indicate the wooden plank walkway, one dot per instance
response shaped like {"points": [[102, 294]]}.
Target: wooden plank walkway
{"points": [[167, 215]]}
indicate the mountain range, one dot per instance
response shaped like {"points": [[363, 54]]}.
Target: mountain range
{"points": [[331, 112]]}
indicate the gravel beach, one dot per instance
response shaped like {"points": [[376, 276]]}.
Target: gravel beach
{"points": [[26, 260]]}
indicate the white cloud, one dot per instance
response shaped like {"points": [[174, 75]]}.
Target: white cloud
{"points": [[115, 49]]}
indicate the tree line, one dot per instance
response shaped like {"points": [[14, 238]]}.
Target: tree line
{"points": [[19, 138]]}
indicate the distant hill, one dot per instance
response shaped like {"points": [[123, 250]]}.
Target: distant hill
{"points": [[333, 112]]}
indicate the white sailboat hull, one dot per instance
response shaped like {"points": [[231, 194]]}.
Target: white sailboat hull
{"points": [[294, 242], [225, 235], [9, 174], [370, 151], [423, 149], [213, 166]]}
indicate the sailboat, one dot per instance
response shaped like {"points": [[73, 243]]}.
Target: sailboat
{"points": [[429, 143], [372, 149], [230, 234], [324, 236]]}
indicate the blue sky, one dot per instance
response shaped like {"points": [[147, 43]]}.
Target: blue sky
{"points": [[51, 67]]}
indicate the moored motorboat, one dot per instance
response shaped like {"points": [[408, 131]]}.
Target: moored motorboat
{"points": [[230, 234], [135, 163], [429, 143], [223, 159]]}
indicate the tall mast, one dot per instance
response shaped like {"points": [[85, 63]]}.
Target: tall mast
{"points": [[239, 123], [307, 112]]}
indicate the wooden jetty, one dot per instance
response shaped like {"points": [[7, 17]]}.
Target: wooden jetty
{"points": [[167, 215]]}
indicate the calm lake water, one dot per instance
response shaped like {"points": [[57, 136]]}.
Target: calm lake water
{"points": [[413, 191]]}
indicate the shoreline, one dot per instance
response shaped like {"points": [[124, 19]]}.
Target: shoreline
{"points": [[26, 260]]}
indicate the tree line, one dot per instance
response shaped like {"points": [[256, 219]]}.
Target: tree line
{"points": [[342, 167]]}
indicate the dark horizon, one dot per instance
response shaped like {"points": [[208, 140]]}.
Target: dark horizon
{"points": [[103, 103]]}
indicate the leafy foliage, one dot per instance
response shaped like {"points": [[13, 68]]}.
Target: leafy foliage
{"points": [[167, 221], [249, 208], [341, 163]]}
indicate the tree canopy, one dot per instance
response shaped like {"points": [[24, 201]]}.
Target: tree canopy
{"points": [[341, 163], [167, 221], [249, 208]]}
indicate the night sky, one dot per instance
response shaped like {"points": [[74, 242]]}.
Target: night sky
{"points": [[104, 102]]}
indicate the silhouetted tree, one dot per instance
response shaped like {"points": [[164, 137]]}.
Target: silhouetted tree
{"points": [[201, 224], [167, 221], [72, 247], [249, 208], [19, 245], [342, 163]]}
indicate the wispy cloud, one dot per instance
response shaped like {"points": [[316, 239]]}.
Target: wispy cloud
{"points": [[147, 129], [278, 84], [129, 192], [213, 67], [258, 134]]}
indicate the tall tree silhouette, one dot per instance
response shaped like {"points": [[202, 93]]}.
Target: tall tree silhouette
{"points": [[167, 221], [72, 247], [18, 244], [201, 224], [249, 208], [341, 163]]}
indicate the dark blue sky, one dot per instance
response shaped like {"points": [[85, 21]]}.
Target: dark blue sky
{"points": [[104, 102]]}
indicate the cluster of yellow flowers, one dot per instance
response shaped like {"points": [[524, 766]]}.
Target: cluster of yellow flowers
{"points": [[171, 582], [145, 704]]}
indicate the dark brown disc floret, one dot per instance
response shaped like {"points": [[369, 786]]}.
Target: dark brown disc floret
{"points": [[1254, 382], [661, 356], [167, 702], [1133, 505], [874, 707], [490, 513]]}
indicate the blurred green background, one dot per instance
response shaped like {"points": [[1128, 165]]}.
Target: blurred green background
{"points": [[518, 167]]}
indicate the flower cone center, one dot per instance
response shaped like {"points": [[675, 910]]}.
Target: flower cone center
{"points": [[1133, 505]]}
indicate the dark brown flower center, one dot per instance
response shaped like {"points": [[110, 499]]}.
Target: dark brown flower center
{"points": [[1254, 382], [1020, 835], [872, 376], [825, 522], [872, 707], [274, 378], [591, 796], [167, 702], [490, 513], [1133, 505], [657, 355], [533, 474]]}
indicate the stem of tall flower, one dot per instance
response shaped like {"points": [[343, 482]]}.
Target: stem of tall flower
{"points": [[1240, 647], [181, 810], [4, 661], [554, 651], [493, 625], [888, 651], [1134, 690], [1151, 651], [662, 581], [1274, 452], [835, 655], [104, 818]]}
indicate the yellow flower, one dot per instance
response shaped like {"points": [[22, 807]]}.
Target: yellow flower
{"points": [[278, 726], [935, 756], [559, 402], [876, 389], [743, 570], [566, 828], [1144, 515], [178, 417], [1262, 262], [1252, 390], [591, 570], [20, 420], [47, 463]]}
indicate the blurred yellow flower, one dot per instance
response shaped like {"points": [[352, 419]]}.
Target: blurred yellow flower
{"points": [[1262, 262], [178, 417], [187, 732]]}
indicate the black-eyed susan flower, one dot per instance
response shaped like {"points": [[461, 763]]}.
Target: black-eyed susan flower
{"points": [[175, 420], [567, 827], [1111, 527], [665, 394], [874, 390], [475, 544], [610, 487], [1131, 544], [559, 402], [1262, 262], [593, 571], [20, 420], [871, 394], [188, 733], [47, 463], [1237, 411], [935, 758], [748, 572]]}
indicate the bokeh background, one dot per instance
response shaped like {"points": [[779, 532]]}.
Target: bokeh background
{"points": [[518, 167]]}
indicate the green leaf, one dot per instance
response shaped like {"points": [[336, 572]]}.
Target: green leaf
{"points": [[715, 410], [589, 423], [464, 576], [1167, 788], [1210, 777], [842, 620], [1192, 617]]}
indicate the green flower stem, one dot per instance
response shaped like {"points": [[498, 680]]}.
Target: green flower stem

---------------

Task to carry out
Give the exact lines, and only those, from the line containing "indicate the white cloud, one" through the line containing "indicate the white sailboat" in the entries above.

Your solution
indicate the white cloud, one dot per instance
response shaped like {"points": [[174, 75]]}.
Target: white cloud
{"points": [[115, 49]]}
indicate the tree line, one dot per instance
response shaped like {"points": [[14, 238]]}.
Target: tree line
{"points": [[19, 138]]}
indicate the distant hill, one dot per instance
response shaped like {"points": [[123, 250]]}.
Target: distant hill
{"points": [[333, 112]]}
indicate the white sailboat hull, one dot per instance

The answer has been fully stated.